Texto do documento:
Le Pen estudou Direito, é advogada, política e deputada desde 2017. Em 2011 e 2015, a revista Time elegeu-a como uma das 100 pessoas mais influentes do mundo. É filha de Jean-Marie Le Pen, que foi líder da Frente Nacional até 2011, cinco vezes candidato à presidência de França, nunca eleito.
Nas últimas legislativas francesas, Marine Le Pen bateu todas as expectativas com 89 deputados eleitos, colocando a União Nacional como o principal partido da oposição na Assembleia Nacional, uma vez que a coligação de esquerda, com 131 deputados, está dividida em vários grupos parlamentares.
A implementação e força de Le Pen é evidente, mantém os bastiões tradicionais, e elege deputados onde nunca antes tinha conseguido. Tudo isso tem uma leitura. A expansão da extrema-direita em França pode ser o princípio do fim da frente republicana. Ou seja, o acordo de cavalheiros para apoiar o candidato do eixo democrático contra qualquer adversário da extrema-direita tornou-se frágil e pode cair por terra.

Os dados:
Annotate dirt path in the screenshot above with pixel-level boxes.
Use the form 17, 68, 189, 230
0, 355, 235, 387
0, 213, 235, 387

Tarefas a realizar:
a: Responda a estas perguntas sobre o texto acerca de Marine Le Pen:
(i) Em que anos a revista Time a elegeu como uma das 100 pessoas mais influentes do mundo?
(ii) Quantos deputados da União Nacional foram eleitos nas últimas legislativas francesas?
(iii) Com quantos deputados ficou a coligação de esquerda?
b: Retome o texto sobre Marine Le Pen a partir da última frase e dê-lhe continuidade.

Respostas por tarefa:
a:
(i) Em 2011 e 2015.
(ii) 89 deputados.
(iii) 131 deputados.

b:
Nacionalismo e populismo
O fenómeno da extrema-direita no panorama político internacional é evidente nos dias de hoje, mas já nos anos 90 do século passado havia esforços para levar vários representantes ao poder na Europa. O nacionalismo (movimento que defende que para se pertencer a uma nação é preciso aceitar os seus valores culturais) e o populismo (discurso assente no que o povo quer ouvir e que potencia sentimentos negativos e apresenta soluções autoritárias) são duas características destes partidos.
A extrema-direita defende várias ideias, tais como a pena de morte e o recurso a medidas que impedem a imigração (os imigrantes são olhados como competição em termos de trabalho e recursos públicos). As desigualdades sociais são vistas como parte da ordem natural. A extrema-direita não acredita na democracia. O racismo, a xenofobia, a discriminação, os discursos de ódio direcionados para as minorias, fazem parte da linha de pensamento destes partidos. A liberdade, o multiculturalismo, a igualdade de oportunidades, a União Europeia, e a própria democracia são assim contestados.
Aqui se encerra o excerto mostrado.